# RECORDED INFORMATION
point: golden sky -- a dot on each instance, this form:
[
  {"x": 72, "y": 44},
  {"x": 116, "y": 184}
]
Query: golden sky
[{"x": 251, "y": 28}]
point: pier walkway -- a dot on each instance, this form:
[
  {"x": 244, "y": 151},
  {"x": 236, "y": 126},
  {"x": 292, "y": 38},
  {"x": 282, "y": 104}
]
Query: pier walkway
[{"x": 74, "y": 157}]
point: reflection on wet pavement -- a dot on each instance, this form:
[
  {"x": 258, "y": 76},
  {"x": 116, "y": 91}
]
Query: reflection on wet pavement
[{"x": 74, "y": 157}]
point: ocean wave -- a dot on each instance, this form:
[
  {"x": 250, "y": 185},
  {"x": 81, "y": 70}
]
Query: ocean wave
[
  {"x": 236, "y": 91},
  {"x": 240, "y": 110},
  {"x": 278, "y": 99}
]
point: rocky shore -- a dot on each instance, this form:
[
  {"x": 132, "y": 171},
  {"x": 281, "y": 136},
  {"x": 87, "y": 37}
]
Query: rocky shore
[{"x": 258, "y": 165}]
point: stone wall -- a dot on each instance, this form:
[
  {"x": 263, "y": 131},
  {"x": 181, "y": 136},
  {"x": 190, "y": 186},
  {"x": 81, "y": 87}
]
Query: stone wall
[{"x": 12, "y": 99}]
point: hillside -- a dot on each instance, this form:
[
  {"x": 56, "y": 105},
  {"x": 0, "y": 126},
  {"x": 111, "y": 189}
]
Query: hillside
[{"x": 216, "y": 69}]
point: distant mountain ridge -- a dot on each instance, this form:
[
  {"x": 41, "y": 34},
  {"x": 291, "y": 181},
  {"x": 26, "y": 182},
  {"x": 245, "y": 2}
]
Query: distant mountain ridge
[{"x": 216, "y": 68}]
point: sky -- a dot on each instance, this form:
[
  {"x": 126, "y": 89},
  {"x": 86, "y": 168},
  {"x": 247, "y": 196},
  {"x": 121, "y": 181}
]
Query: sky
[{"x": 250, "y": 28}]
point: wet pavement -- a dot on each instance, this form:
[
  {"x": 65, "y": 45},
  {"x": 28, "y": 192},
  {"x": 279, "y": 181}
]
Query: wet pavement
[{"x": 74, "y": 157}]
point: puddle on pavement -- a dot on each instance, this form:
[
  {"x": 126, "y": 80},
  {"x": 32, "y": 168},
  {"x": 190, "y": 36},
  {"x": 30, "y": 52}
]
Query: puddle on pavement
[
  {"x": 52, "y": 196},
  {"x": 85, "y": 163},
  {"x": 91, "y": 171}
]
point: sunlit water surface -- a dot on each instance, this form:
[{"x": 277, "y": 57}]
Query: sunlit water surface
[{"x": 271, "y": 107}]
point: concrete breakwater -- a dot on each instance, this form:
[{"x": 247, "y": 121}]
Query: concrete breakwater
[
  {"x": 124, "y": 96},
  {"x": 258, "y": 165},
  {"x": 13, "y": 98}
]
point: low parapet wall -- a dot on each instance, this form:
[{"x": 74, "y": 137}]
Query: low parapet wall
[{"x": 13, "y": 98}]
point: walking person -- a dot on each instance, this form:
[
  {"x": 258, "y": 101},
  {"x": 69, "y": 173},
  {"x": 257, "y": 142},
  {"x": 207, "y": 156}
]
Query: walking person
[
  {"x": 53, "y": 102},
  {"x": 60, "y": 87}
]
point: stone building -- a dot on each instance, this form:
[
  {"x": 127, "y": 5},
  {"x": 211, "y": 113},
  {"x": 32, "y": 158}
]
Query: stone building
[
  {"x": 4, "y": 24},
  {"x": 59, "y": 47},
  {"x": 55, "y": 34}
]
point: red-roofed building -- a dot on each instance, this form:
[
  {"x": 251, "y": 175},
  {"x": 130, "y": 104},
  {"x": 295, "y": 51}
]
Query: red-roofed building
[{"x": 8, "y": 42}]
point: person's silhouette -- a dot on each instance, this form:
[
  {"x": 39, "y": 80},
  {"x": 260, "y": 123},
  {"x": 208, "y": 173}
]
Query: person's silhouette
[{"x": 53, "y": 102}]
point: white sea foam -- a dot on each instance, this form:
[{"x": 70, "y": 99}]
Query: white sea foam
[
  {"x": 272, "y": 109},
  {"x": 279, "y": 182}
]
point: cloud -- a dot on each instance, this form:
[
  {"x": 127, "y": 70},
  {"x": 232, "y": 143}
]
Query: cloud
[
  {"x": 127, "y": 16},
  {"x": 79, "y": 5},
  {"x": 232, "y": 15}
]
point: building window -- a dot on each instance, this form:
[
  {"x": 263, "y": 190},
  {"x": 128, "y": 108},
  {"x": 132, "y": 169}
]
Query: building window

# EXERCISE INSTRUCTIONS
Starting at the line that contains "point: cloud -- a" and ending at the last line of the rows, turn these lines into a Markdown table with the columns No and Line, numbering each line in order and leaving out blank lines.

# RESULT OF THIS TASK
| No | Line |
|---|---|
| 1 | point: cloud -- a dot on each instance, this form: |
| 2 | [ |
| 3 |   {"x": 127, "y": 70}, |
| 4 |   {"x": 232, "y": 143} |
| 5 | ] |
| 6 | Query: cloud |
| 7 | [ |
| 8 |   {"x": 127, "y": 16}, |
| 9 |   {"x": 79, "y": 5}, |
| 10 |   {"x": 232, "y": 15} |
| 11 | ] |
| 12 | point: building window -- a dot on each instance, this form: |
| 13 | [ |
| 14 |   {"x": 263, "y": 190}, |
| 15 |   {"x": 128, "y": 108}, |
| 16 |   {"x": 132, "y": 169} |
| 17 | ] |
| 18 | Query: building window |